## [WHAT THIS TASK INVOLVES]
Rewrite the stretch from the line containing "task | identify every instance of the shingle" through the end of the records, swapping "concrete driveway" for "asphalt driveway" and keeping every other character the same.

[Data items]
• • • •
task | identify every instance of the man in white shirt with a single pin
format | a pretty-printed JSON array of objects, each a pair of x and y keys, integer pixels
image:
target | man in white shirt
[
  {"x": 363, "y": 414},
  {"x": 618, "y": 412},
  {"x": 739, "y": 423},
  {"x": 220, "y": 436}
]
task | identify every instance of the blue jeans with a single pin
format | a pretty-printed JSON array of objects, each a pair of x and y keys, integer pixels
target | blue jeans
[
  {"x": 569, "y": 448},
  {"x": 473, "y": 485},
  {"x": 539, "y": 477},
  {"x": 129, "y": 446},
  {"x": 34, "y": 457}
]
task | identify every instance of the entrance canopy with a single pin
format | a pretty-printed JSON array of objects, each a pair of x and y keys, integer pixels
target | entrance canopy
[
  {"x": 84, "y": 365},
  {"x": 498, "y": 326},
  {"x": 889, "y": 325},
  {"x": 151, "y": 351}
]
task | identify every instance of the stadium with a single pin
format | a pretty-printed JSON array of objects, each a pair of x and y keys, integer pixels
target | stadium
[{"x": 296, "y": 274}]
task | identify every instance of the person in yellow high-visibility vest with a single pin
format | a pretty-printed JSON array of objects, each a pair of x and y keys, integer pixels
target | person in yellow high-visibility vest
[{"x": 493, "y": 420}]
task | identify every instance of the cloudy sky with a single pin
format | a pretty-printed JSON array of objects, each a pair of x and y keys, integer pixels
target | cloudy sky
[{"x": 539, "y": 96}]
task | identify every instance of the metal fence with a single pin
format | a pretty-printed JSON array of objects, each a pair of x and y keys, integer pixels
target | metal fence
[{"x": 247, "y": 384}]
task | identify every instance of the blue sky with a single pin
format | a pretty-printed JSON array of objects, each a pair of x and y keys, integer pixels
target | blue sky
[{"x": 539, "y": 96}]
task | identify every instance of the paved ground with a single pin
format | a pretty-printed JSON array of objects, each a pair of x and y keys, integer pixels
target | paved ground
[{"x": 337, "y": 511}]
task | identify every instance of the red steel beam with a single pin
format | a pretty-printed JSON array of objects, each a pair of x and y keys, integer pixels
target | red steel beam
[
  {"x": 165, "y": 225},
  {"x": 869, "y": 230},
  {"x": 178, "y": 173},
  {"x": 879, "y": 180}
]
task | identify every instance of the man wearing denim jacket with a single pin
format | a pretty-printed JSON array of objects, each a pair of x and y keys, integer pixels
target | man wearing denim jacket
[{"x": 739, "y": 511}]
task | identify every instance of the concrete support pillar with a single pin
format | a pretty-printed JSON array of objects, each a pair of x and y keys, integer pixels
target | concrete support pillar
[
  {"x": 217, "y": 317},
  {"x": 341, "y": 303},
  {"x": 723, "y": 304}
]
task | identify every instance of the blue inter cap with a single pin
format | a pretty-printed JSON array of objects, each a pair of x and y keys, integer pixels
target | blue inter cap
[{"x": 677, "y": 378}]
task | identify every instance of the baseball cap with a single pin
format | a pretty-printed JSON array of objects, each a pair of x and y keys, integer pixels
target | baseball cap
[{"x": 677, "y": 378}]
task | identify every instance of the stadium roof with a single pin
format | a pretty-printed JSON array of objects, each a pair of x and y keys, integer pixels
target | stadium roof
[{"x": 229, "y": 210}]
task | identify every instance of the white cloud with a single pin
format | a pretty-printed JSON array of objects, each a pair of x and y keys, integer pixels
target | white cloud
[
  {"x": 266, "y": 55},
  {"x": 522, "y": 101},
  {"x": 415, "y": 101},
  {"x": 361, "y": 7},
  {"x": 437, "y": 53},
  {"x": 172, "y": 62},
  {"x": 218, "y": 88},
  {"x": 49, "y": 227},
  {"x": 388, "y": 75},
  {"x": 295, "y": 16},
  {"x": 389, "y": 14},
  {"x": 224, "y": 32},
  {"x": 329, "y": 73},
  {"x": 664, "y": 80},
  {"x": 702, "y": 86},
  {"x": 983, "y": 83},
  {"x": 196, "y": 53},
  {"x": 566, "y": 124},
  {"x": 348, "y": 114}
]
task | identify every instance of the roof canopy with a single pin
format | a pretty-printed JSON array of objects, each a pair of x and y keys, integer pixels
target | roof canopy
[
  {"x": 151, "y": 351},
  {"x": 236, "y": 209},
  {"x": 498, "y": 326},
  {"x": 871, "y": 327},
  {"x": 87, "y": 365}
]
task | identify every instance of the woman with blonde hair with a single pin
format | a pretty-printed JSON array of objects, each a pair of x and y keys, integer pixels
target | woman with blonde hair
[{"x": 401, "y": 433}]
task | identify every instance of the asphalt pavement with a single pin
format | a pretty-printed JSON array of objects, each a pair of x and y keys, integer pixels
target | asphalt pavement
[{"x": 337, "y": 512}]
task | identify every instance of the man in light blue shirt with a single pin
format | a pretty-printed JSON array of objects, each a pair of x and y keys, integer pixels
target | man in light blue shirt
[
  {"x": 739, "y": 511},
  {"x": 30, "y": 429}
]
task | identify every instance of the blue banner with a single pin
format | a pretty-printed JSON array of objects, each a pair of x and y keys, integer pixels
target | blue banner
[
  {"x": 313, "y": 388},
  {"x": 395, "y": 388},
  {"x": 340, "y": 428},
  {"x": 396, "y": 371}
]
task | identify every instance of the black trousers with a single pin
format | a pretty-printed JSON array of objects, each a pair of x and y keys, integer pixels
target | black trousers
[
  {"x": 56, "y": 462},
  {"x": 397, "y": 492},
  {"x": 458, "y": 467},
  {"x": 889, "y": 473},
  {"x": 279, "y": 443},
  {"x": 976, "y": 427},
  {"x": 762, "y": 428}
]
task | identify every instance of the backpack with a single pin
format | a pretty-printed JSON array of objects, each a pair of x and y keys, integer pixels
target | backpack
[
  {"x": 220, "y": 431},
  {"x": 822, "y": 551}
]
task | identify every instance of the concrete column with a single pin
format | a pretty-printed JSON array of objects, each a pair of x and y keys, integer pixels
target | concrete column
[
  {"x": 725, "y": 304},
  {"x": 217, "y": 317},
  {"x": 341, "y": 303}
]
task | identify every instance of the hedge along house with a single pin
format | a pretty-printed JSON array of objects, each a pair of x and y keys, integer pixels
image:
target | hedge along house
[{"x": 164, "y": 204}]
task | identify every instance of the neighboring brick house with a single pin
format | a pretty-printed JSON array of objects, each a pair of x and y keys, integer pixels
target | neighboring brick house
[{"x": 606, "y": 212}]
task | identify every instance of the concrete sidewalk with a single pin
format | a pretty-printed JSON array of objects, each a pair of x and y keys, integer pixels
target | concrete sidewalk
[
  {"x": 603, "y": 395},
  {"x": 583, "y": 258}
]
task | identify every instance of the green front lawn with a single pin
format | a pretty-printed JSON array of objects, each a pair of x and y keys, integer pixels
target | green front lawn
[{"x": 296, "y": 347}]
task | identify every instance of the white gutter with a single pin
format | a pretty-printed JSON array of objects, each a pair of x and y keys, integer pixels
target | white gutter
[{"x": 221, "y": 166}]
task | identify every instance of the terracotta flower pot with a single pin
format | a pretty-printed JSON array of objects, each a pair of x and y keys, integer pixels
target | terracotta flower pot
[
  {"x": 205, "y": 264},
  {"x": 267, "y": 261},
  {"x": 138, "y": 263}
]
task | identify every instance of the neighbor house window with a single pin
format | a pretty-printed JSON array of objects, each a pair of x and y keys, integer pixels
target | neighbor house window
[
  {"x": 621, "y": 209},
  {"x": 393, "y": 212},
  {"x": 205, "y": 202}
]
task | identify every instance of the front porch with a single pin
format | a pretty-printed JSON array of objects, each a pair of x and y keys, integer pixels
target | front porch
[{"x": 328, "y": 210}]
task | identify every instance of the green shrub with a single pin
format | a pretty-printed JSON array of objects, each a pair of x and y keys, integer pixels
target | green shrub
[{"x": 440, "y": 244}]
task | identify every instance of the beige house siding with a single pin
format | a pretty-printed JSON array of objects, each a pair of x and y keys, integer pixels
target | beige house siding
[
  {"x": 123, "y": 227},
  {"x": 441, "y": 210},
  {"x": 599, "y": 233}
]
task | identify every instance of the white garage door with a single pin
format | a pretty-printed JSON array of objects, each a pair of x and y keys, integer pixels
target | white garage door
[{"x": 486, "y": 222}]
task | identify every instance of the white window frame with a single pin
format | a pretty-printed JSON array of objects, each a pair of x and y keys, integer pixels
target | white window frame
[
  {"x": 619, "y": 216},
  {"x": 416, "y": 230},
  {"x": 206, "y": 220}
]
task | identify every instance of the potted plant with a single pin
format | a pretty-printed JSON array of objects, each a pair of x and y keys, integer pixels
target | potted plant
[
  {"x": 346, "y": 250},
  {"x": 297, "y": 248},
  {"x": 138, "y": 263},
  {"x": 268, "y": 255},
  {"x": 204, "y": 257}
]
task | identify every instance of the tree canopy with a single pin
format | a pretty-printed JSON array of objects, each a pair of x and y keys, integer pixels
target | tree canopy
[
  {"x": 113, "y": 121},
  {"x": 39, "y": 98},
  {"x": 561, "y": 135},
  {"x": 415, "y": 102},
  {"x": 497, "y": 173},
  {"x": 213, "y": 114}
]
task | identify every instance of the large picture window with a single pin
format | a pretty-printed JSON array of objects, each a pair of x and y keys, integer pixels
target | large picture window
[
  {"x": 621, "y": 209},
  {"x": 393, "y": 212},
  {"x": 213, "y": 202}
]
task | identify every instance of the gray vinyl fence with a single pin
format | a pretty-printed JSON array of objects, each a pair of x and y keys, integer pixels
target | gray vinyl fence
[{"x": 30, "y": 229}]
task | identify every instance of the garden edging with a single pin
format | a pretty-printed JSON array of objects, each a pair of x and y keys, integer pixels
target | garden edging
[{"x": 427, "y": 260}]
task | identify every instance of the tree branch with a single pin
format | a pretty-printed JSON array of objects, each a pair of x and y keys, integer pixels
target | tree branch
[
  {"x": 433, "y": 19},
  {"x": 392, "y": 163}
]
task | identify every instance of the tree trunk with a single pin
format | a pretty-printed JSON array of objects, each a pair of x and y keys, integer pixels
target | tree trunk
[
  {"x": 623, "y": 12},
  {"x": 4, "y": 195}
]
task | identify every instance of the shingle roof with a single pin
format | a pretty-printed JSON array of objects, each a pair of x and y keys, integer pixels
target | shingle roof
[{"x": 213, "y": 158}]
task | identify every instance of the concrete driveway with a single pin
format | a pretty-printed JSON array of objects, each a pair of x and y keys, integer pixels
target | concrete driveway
• • • •
## [REPLY]
task | identify every instance of the shingle roof with a single pin
format | a pretty-printed JSON array of objects, each a pair of x and y keys, integer pixels
target | shingle roof
[{"x": 213, "y": 158}]
task | identify every instance of the asphalt driveway with a single pin
format | a pretty-printed JSON array of objects, each a pair of x and y keys, integer pixels
target | asphalt driveway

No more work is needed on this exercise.